人工呼吸器の知っておくべき観察・確認項目とは?

生体現象測定記録・監視用機器

人工呼吸器とは、自発呼吸全くない、あるいはわずかに自発呼吸が可能であるが換気が十分ではない状態にある方に対して、肺に空気を送り込むと同時に対象者の状態をモニタリングする機器です。
気管チューブなどで人工的に気道を管理する「侵襲的換気法」と、マスクを使用して管理をする「非侵襲的換気法」があります。
人工呼吸器の数値やモード設定は医師が判断をしますが、人工呼吸器は基本的に24時間365日使用する機器であることから、医師がいない時間帯においても管理が必要であるため、看護師などの医療従事者、機器販売(リース)業者、ご家族もある程度の知識をもっておく必要があります。

○人工呼吸器の設定
人工呼吸器の設定や観察はさまざまな項目があります。
患者様の状態や機器によって項目は異なってきますが、代表的な観察項目をご紹介します。

●モード
人工呼吸器のモードは患者様の呼吸をどのように補助するかによって大別されます。
自発呼吸よりも人工呼吸を優先させる場合はA/CまたはSIMV(同期式間欠的強制換気)を選択、できる限り自発呼吸を残したい場合にはCPAP(持続陽圧気道圧)またはSIMVが選択されます。
モードの設定は医師が行うため、機器の設定が合っているかを確認します。

●換気の設定
一回換気量、回数、回路内圧の設定値および現在の値を確認します。
それと同時に回路が適切に接続されているのかを確認します。

●アラーム音・履歴の確認
アラーム音の設定と直近におけるアラーム履歴を確認します。

●カフ圧の確認
吸引後、カフ圧計にてカフ圧が適切な値になっているのか確認する。
(常時20~30cmH2Oの間)

●圧トリガ・フロートトリガ
圧トリガとは、患者様の吸気に伴う回路内部の圧力低下を「自発呼吸」と認識します。
フロートトリガとは、患者様により吸気により回路内部の定常流が減少したことを「自発呼吸」と認識します。
ふたつのトリガの感度を調節することにより、自発呼吸を適切に認識できるように設定を行います。
トリガの感度が高すぎると、わずかな振動も自発呼吸と認識されてしまう様になり、逆に感度が低すぎると自発呼吸の認識が遅れてしまい、患者様の負担が大きくなってしまう(過剰な努力吸気が起こる)危険があります。
観察項目としては、患者様の呼吸と人工呼吸器の送気が同調しているのか観察する必要があります。

●呼気終末陽圧レベル(PEEP:Positive end expiratory pressure)
PEEPとは、呼吸終末時に肺胞内を設定した陽圧に保つことによって酸素化を改善し、呼気時に起きる肺胞の虚脱や肺の損傷を防ぐことを言います。
PEEPの設定は医師が行いますが、機器の設定が定められた値になっているかどうかの確認を行います。

学習用データ:
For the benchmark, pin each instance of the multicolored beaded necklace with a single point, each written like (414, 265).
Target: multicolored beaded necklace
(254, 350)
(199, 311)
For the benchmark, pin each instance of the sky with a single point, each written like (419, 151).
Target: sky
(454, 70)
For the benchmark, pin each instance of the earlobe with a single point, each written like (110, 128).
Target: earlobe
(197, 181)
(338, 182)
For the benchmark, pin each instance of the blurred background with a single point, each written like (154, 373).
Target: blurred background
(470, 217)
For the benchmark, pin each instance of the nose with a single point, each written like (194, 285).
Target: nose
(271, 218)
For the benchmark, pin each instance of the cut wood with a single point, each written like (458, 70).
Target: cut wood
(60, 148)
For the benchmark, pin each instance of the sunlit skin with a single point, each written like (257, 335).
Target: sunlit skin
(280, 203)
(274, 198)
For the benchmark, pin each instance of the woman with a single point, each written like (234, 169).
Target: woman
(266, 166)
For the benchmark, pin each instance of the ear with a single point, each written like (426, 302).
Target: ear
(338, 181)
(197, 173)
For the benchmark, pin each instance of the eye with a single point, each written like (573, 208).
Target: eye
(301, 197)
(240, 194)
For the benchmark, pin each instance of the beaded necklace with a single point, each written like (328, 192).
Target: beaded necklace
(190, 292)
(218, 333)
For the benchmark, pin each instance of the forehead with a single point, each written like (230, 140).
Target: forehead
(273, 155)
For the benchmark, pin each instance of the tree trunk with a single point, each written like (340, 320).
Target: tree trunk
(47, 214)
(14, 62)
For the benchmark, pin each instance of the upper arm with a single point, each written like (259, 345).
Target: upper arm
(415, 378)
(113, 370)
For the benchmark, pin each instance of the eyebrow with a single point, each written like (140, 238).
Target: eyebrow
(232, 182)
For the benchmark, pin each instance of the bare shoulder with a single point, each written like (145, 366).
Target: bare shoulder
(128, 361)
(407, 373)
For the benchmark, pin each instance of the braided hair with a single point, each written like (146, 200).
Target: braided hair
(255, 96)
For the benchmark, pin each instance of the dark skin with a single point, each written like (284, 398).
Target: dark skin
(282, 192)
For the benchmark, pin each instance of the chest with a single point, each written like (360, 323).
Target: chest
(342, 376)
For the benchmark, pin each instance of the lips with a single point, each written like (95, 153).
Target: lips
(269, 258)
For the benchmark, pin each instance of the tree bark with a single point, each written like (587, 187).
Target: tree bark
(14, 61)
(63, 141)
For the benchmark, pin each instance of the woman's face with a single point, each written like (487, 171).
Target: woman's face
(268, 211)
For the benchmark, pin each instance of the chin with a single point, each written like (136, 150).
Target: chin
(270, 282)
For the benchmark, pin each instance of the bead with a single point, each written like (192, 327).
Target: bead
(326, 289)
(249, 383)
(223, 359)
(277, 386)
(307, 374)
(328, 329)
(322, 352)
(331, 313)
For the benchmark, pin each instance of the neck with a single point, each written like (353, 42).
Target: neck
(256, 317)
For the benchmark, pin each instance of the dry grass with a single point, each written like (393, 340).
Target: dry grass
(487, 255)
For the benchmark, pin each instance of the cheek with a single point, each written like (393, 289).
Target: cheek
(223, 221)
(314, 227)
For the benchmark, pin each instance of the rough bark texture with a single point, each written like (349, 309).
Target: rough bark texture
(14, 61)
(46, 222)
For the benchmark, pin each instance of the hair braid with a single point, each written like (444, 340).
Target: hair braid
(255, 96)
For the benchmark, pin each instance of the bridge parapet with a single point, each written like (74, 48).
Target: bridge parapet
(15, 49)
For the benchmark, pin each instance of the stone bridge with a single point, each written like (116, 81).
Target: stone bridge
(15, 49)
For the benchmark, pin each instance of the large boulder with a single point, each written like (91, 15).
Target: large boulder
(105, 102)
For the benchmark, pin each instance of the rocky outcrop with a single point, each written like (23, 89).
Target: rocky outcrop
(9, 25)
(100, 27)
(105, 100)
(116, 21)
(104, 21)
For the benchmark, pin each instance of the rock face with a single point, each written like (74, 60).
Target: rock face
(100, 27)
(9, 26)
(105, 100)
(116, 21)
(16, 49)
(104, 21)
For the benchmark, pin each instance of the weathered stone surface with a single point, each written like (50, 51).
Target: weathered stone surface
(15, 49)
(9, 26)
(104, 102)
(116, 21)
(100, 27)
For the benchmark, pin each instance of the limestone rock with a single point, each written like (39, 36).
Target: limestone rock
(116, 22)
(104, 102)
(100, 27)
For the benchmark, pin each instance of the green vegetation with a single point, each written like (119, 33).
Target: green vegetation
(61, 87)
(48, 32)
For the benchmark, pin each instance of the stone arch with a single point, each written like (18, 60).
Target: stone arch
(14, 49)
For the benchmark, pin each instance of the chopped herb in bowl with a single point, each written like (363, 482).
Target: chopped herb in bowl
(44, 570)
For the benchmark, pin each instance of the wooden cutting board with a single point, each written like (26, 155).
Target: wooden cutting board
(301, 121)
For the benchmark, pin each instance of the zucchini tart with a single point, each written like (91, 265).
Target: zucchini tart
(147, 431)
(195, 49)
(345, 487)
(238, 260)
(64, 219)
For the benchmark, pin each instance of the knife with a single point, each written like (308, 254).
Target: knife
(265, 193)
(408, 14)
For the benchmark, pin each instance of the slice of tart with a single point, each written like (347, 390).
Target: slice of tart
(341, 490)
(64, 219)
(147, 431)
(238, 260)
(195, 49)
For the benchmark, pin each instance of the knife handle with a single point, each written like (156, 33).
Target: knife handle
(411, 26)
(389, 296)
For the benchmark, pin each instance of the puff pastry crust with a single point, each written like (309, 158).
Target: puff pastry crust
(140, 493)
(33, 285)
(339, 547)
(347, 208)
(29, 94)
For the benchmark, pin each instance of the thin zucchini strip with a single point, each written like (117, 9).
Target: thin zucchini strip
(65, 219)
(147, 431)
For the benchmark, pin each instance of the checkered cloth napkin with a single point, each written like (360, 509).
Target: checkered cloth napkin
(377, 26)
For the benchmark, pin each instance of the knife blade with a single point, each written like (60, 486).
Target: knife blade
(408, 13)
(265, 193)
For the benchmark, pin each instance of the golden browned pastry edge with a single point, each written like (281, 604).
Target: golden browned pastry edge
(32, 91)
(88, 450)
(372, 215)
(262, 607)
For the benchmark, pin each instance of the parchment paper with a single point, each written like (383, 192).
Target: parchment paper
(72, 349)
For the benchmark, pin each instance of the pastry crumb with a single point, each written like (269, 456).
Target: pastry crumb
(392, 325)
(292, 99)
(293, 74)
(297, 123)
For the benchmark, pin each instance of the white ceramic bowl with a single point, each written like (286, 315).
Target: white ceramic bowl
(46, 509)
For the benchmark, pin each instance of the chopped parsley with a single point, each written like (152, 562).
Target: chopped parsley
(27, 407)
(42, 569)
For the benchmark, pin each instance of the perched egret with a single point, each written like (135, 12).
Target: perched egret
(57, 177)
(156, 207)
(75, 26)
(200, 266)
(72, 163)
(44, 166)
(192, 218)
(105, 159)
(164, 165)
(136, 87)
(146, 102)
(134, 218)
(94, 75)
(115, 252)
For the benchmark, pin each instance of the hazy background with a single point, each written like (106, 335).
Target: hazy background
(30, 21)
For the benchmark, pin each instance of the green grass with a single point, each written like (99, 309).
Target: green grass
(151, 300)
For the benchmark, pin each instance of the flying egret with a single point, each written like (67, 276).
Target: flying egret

設問:
(A) 人工呼吸器についての文章によると、カフ圧は常時どの範囲に保つとされていますか。
(B) 人工呼吸器についての文章のうち、「気管チューブなどで人工的に気」から「たはSIMVが選択されます。」までを、両端の語句も含めてそのまま書き写してください。
データは人工呼吸器についての文章とは関係がありません。

解答:
(A) 20~30cmH2Oの間です。

(B)
気管チューブなどで人工的に気道を管理する「侵襲的換気法」と、マスクを使用して管理をする「非侵襲的換気法」があります。
人工呼吸器の数値やモード設定は医師が判断をしますが、人工呼吸器は基本的に24時間365日使用する機器であることから、医師がいない時間帯においても管理が必要であるため、看護師などの医療従事者、機器販売(リース)業者、ご家族もある程度の知識をもっておく必要があります。

○人工呼吸器の設定
人工呼吸器の設定や観察はさまざまな項目があります。
患者様の状態や機器によって項目は異なってきますが、代表的な観察項目をご紹介します。

●モード
人工呼吸器のモードは患者様の呼吸をどのように補助するかによって大別されます。
自発呼吸よりも人工呼吸を優先させる場合はA/CまたはSIMV(同期式間欠的強制換気)を選択、できる限り自発呼吸を残したい場合にはCPAP(持続陽圧気道圧)またはSIMVが選択されます。